··· Exercise materials

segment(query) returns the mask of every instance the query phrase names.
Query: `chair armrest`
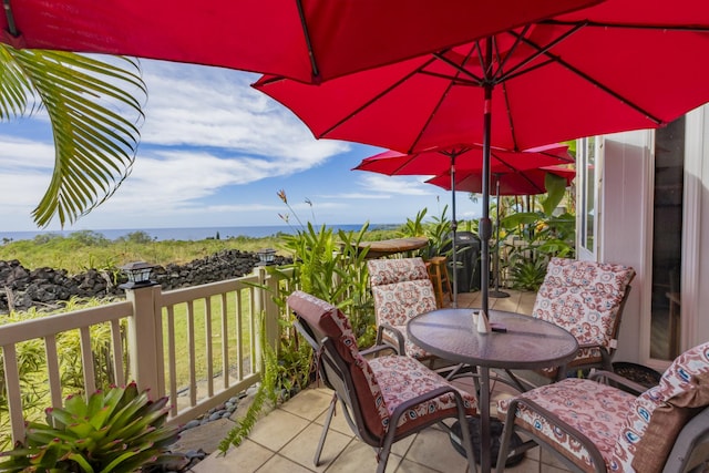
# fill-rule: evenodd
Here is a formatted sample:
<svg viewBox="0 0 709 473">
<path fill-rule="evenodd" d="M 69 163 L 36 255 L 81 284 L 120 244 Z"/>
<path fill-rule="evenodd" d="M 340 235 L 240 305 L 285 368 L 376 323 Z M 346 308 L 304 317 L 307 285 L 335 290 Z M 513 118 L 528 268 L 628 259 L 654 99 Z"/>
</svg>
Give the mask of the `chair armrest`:
<svg viewBox="0 0 709 473">
<path fill-rule="evenodd" d="M 389 343 L 381 343 L 381 345 L 373 345 L 364 350 L 359 350 L 359 354 L 361 354 L 362 357 L 366 357 L 368 354 L 377 354 L 381 351 L 397 351 L 395 347 L 392 347 Z M 399 353 L 397 353 L 399 354 Z"/>
<path fill-rule="evenodd" d="M 391 332 L 391 335 L 397 339 L 397 345 L 388 343 L 386 340 L 383 340 L 384 330 Z M 401 333 L 401 330 L 386 322 L 380 323 L 377 328 L 377 341 L 374 342 L 374 345 L 388 345 L 397 351 L 397 354 L 407 353 L 405 341 L 403 338 L 403 333 Z"/>
<path fill-rule="evenodd" d="M 401 404 L 397 405 L 397 409 L 394 409 L 394 411 L 391 413 L 391 419 L 389 421 L 390 425 L 399 424 L 399 419 L 401 419 L 401 415 L 403 415 L 409 409 L 413 408 L 414 405 L 419 405 L 422 402 L 427 402 L 432 399 L 439 398 L 443 394 L 448 394 L 449 392 L 453 394 L 453 397 L 455 398 L 455 403 L 459 405 L 459 408 L 462 409 L 463 398 L 461 397 L 461 393 L 458 392 L 458 390 L 452 385 L 442 385 L 424 394 L 420 394 L 420 395 L 417 395 L 415 398 L 409 399 L 402 402 Z"/>
<path fill-rule="evenodd" d="M 698 466 L 702 461 L 706 462 L 709 457 L 708 449 L 702 448 L 697 457 L 692 455 L 692 451 L 707 442 L 709 442 L 709 408 L 705 408 L 695 415 L 679 432 L 662 472 L 684 472 Z M 691 464 L 689 464 L 690 461 Z"/>
<path fill-rule="evenodd" d="M 640 383 L 637 383 L 635 381 L 630 381 L 629 379 L 624 378 L 620 374 L 616 374 L 610 371 L 604 371 L 604 370 L 595 371 L 588 377 L 588 379 L 603 382 L 604 384 L 609 384 L 608 381 L 613 381 L 615 384 L 621 384 L 630 389 L 636 394 L 641 394 L 645 391 L 647 391 L 647 387 Z"/>
<path fill-rule="evenodd" d="M 600 454 L 600 451 L 593 443 L 593 441 L 590 439 L 588 439 L 586 435 L 584 435 L 577 429 L 573 428 L 572 425 L 569 425 L 566 422 L 564 422 L 563 420 L 561 420 L 558 418 L 558 415 L 556 415 L 555 413 L 548 411 L 547 409 L 544 409 L 543 407 L 541 407 L 540 404 L 537 404 L 534 401 L 531 401 L 528 399 L 520 399 L 520 398 L 513 399 L 512 402 L 510 402 L 510 405 L 508 405 L 508 409 L 507 409 L 507 417 L 505 419 L 505 429 L 506 429 L 506 426 L 508 424 L 514 424 L 515 417 L 516 417 L 515 414 L 516 414 L 516 411 L 517 411 L 517 405 L 520 405 L 520 404 L 526 405 L 527 409 L 530 409 L 531 411 L 536 412 L 541 417 L 545 418 L 551 424 L 555 425 L 556 428 L 558 428 L 558 430 L 561 430 L 562 432 L 565 432 L 569 438 L 572 438 L 576 442 L 578 442 L 578 444 L 584 446 L 586 449 L 586 451 L 588 452 L 588 455 L 590 456 L 590 460 L 594 463 L 595 471 L 597 473 L 605 473 L 606 472 L 606 462 L 603 459 L 603 455 Z M 537 443 L 538 442 L 546 443 L 547 445 L 549 445 L 549 448 L 551 448 L 549 451 L 551 452 L 561 455 L 561 453 L 558 453 L 556 451 L 554 445 L 551 445 L 546 441 L 546 438 L 540 436 L 535 432 L 532 432 L 532 431 L 524 430 L 524 432 L 530 434 L 534 439 L 535 442 L 537 442 Z M 568 462 L 567 459 L 565 459 L 565 460 Z"/>
</svg>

······

__Goal__. Please convert every line of the rows above into a JSON list of strings, one string per line, skipping blank lines and leaving out the pictures.

__Solution to this exercise__.
[
  "segment(query) returns the mask of every instance the query phrase names.",
  "Query: `chair armrest`",
  "# fill-rule: evenodd",
  "Here is a formatted sample:",
  "<svg viewBox=\"0 0 709 473\">",
  "<path fill-rule=\"evenodd\" d=\"M 69 163 L 36 255 L 81 284 L 120 244 Z\"/>",
  "<path fill-rule=\"evenodd\" d=\"M 340 235 L 240 305 L 285 368 L 376 323 Z M 346 308 L 304 317 L 307 285 L 335 290 Z M 513 118 L 528 268 L 628 259 L 654 99 Z\"/>",
  "</svg>",
  "Give the mask of the `chair armrest`:",
  "<svg viewBox=\"0 0 709 473\">",
  "<path fill-rule=\"evenodd\" d=\"M 389 343 L 381 343 L 381 345 L 373 345 L 364 350 L 359 350 L 359 354 L 361 354 L 362 357 L 366 357 L 368 354 L 377 354 L 381 351 L 397 351 L 395 347 L 392 347 Z M 399 353 L 397 353 L 399 354 Z\"/>",
  "<path fill-rule=\"evenodd\" d=\"M 391 332 L 391 335 L 397 339 L 397 345 L 388 343 L 386 340 L 383 340 L 384 330 Z M 401 333 L 401 330 L 386 322 L 380 323 L 377 328 L 377 341 L 374 342 L 374 345 L 388 345 L 397 351 L 397 354 L 407 353 L 405 341 L 403 338 L 403 333 Z\"/>",
  "<path fill-rule=\"evenodd\" d=\"M 401 404 L 397 405 L 397 409 L 394 409 L 394 411 L 391 413 L 391 419 L 389 421 L 390 425 L 399 424 L 399 419 L 401 419 L 401 415 L 403 415 L 409 409 L 413 408 L 414 405 L 419 405 L 422 402 L 427 402 L 432 399 L 439 398 L 443 394 L 448 394 L 449 392 L 453 394 L 453 397 L 455 398 L 455 403 L 459 405 L 459 408 L 462 409 L 463 398 L 461 397 L 461 393 L 458 392 L 458 390 L 452 385 L 442 385 L 424 394 L 420 394 L 420 395 L 417 395 L 415 398 L 409 399 L 402 402 Z\"/>",
  "<path fill-rule=\"evenodd\" d=\"M 698 466 L 702 461 L 706 462 L 709 457 L 708 449 L 702 448 L 697 457 L 692 455 L 692 451 L 707 442 L 709 442 L 709 408 L 705 408 L 695 415 L 679 432 L 662 472 L 684 472 Z M 691 464 L 689 464 L 690 461 Z\"/>",
  "<path fill-rule=\"evenodd\" d=\"M 640 383 L 637 383 L 635 381 L 630 381 L 629 379 L 624 378 L 620 374 L 616 374 L 610 371 L 604 371 L 604 370 L 595 371 L 588 377 L 588 379 L 603 382 L 604 384 L 609 384 L 608 381 L 613 381 L 615 384 L 621 384 L 630 389 L 636 394 L 641 394 L 645 391 L 647 391 L 647 387 Z\"/>",
  "<path fill-rule=\"evenodd\" d=\"M 600 454 L 600 451 L 593 443 L 593 441 L 590 439 L 588 439 L 586 435 L 584 435 L 577 429 L 573 428 L 572 425 L 569 425 L 566 422 L 564 422 L 563 420 L 561 420 L 558 418 L 558 415 L 556 415 L 555 413 L 548 411 L 547 409 L 544 409 L 543 407 L 541 407 L 540 404 L 537 404 L 534 401 L 531 401 L 528 399 L 520 399 L 520 398 L 513 399 L 512 402 L 510 402 L 510 405 L 508 405 L 508 409 L 507 409 L 507 417 L 505 419 L 505 429 L 506 429 L 506 426 L 508 424 L 514 424 L 515 417 L 516 417 L 515 414 L 516 414 L 516 411 L 517 411 L 517 405 L 520 405 L 520 404 L 526 405 L 527 409 L 530 409 L 531 411 L 536 412 L 541 417 L 545 418 L 551 424 L 555 425 L 556 428 L 558 428 L 558 430 L 561 430 L 562 432 L 565 432 L 569 438 L 572 438 L 576 442 L 578 442 L 578 444 L 584 446 L 586 449 L 586 451 L 588 452 L 588 455 L 590 456 L 590 460 L 594 463 L 595 471 L 597 473 L 605 473 L 606 472 L 606 462 L 603 459 L 603 455 Z M 537 443 L 538 442 L 546 443 L 547 445 L 549 445 L 549 448 L 551 448 L 549 451 L 551 452 L 561 455 L 561 453 L 558 453 L 556 451 L 554 445 L 551 445 L 546 441 L 546 438 L 540 436 L 535 432 L 532 432 L 532 431 L 524 430 L 524 432 L 530 434 L 534 439 L 535 442 L 537 442 Z M 568 462 L 567 459 L 565 459 L 565 460 Z\"/>",
  "</svg>"
]